§ Problem description
Reproduce each of the following entries line for line, keeping every character unchanged.

§ Detection annotation entries
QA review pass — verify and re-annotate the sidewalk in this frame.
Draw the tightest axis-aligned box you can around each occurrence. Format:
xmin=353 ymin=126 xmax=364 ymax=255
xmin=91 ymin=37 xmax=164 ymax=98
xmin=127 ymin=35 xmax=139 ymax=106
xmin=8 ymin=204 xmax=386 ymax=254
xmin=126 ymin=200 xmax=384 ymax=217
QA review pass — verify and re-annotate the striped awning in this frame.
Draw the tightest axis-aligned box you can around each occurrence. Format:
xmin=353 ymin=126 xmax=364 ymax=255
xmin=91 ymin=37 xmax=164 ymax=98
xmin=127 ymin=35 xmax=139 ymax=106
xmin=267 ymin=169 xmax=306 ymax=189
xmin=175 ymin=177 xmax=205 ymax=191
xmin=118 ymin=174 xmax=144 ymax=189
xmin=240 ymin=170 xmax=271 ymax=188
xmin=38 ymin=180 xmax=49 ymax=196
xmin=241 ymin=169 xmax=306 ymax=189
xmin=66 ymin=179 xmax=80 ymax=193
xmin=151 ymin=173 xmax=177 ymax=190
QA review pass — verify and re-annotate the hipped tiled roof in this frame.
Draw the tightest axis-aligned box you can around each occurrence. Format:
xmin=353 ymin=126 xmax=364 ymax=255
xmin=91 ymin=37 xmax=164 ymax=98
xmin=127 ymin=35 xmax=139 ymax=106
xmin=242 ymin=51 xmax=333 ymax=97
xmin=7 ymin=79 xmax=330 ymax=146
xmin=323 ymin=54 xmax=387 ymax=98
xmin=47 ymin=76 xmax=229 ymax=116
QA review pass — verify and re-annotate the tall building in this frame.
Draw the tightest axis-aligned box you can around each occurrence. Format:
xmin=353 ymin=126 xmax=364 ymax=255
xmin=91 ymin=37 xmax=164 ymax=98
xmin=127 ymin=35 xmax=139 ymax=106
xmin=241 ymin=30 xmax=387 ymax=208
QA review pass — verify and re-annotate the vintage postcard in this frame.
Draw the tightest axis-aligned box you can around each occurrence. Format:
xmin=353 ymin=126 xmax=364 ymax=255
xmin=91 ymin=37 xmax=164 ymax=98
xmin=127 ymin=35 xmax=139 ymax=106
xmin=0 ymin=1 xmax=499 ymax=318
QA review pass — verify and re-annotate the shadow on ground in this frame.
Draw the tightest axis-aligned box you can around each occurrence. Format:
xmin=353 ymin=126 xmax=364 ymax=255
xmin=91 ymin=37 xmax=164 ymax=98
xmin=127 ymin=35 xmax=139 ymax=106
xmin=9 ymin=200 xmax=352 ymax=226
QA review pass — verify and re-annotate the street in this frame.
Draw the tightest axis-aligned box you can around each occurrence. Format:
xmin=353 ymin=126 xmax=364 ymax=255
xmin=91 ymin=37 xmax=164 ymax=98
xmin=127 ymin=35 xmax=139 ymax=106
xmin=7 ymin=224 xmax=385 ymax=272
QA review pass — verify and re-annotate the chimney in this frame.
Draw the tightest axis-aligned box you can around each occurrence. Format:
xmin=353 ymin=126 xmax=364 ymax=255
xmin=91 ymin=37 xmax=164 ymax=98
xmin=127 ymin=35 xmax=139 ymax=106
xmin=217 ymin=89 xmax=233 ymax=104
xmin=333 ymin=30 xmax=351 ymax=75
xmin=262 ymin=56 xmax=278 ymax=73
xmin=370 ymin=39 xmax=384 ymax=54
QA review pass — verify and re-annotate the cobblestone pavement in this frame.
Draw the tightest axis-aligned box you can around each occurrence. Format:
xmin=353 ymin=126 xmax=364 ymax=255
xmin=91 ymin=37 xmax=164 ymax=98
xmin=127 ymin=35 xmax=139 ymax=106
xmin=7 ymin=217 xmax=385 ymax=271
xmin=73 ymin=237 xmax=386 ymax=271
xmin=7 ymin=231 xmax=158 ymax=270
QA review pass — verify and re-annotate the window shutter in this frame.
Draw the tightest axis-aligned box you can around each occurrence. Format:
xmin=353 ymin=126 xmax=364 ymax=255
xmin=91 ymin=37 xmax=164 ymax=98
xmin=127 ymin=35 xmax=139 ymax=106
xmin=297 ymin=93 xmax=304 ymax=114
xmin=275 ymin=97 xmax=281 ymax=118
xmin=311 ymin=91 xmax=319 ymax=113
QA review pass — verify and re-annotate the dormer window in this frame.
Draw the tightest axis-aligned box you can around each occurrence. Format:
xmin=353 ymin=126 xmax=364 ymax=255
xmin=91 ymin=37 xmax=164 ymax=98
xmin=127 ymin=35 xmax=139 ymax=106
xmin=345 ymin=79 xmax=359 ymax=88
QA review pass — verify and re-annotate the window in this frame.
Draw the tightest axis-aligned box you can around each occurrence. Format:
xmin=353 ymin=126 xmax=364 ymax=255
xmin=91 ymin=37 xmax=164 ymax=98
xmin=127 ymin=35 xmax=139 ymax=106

§ Correct output
QA review pass — verify and re-annotate the sidewalk in this frame.
Draw the tightest axis-aligned box you can around each occurrence. Format:
xmin=353 ymin=126 xmax=364 ymax=255
xmin=91 ymin=37 xmax=164 ymax=98
xmin=127 ymin=35 xmax=139 ymax=106
xmin=8 ymin=204 xmax=386 ymax=254
xmin=126 ymin=200 xmax=384 ymax=217
QA review pass — verify and re-annotate the striped awning in this frame.
Draw the tightest axis-aligned box you can around each occurrence. Format:
xmin=353 ymin=126 xmax=364 ymax=255
xmin=91 ymin=37 xmax=164 ymax=98
xmin=127 ymin=35 xmax=139 ymax=106
xmin=267 ymin=169 xmax=306 ymax=189
xmin=175 ymin=177 xmax=205 ymax=191
xmin=118 ymin=174 xmax=144 ymax=189
xmin=240 ymin=170 xmax=271 ymax=188
xmin=38 ymin=180 xmax=49 ymax=196
xmin=241 ymin=169 xmax=306 ymax=189
xmin=66 ymin=179 xmax=80 ymax=193
xmin=151 ymin=173 xmax=177 ymax=190
QA review pass — verify and re-annotate the hipped tiled roof in this frame.
Draw the tightest axis-aligned box you can around each occurrence. Format:
xmin=353 ymin=126 xmax=364 ymax=255
xmin=91 ymin=37 xmax=164 ymax=98
xmin=127 ymin=35 xmax=139 ymax=106
xmin=242 ymin=51 xmax=333 ymax=97
xmin=7 ymin=79 xmax=330 ymax=146
xmin=323 ymin=54 xmax=387 ymax=98
xmin=47 ymin=76 xmax=229 ymax=116
QA review pass — verify and re-annotate the tall building in this frame.
Draw the tightest axis-aligned box you can around each occurrence. Format:
xmin=353 ymin=126 xmax=364 ymax=255
xmin=91 ymin=37 xmax=164 ymax=98
xmin=127 ymin=35 xmax=139 ymax=106
xmin=241 ymin=30 xmax=387 ymax=208
QA review pass — verify and re-annotate the vintage postcard in this frame.
Draw the tightest axis-aligned box you can around each occurrence. Format:
xmin=353 ymin=126 xmax=364 ymax=255
xmin=91 ymin=37 xmax=164 ymax=98
xmin=127 ymin=35 xmax=139 ymax=106
xmin=0 ymin=1 xmax=499 ymax=318
QA review pass — verify and re-annotate the shadow on ground in this frame.
Draw the tightest axis-aligned box you can around each occurrence. Format:
xmin=353 ymin=126 xmax=364 ymax=255
xmin=91 ymin=37 xmax=164 ymax=98
xmin=127 ymin=35 xmax=139 ymax=106
xmin=9 ymin=200 xmax=352 ymax=226
QA review pass — verify and re-annotate the street in this frame.
Draw the tightest axis-aligned box you can around each occurrence. Format:
xmin=353 ymin=126 xmax=364 ymax=255
xmin=91 ymin=37 xmax=164 ymax=98
xmin=127 ymin=35 xmax=139 ymax=106
xmin=7 ymin=224 xmax=385 ymax=272
QA review pass — verify and re-annotate the chimney in this frame.
Draw the tightest axis-aligned box you can around each occurrence. Format:
xmin=353 ymin=126 xmax=364 ymax=255
xmin=91 ymin=37 xmax=164 ymax=98
xmin=127 ymin=35 xmax=139 ymax=106
xmin=217 ymin=89 xmax=233 ymax=104
xmin=333 ymin=30 xmax=351 ymax=75
xmin=262 ymin=56 xmax=278 ymax=73
xmin=370 ymin=39 xmax=384 ymax=54
QA review pass — verify and re-annotate the cobblestone pavement in this frame.
Draw the tightest axis-aligned box you can around each occurrence. Format:
xmin=353 ymin=126 xmax=364 ymax=255
xmin=91 ymin=37 xmax=164 ymax=98
xmin=127 ymin=35 xmax=139 ymax=106
xmin=7 ymin=217 xmax=385 ymax=271
xmin=73 ymin=237 xmax=386 ymax=271
xmin=7 ymin=231 xmax=158 ymax=270
QA review pass — verify and re-annotate the window shutter in this frame.
Draw the tightest axis-aligned box you can around each occurrence. Format:
xmin=353 ymin=126 xmax=364 ymax=255
xmin=91 ymin=37 xmax=164 ymax=98
xmin=127 ymin=35 xmax=139 ymax=106
xmin=297 ymin=93 xmax=304 ymax=114
xmin=275 ymin=97 xmax=281 ymax=118
xmin=311 ymin=91 xmax=319 ymax=113
QA review pass — verify and re-annotate the dormer window in this frame.
Draw the tightest axis-aligned box you can around each occurrence. Format:
xmin=353 ymin=126 xmax=364 ymax=255
xmin=91 ymin=37 xmax=164 ymax=98
xmin=127 ymin=35 xmax=139 ymax=106
xmin=345 ymin=79 xmax=359 ymax=88
QA review pass — verify and re-annotate the window in this frame.
Draw the tightest axis-aligned box you can around each occurrence. Format:
xmin=353 ymin=126 xmax=364 ymax=255
xmin=91 ymin=37 xmax=164 ymax=98
xmin=127 ymin=35 xmax=139 ymax=106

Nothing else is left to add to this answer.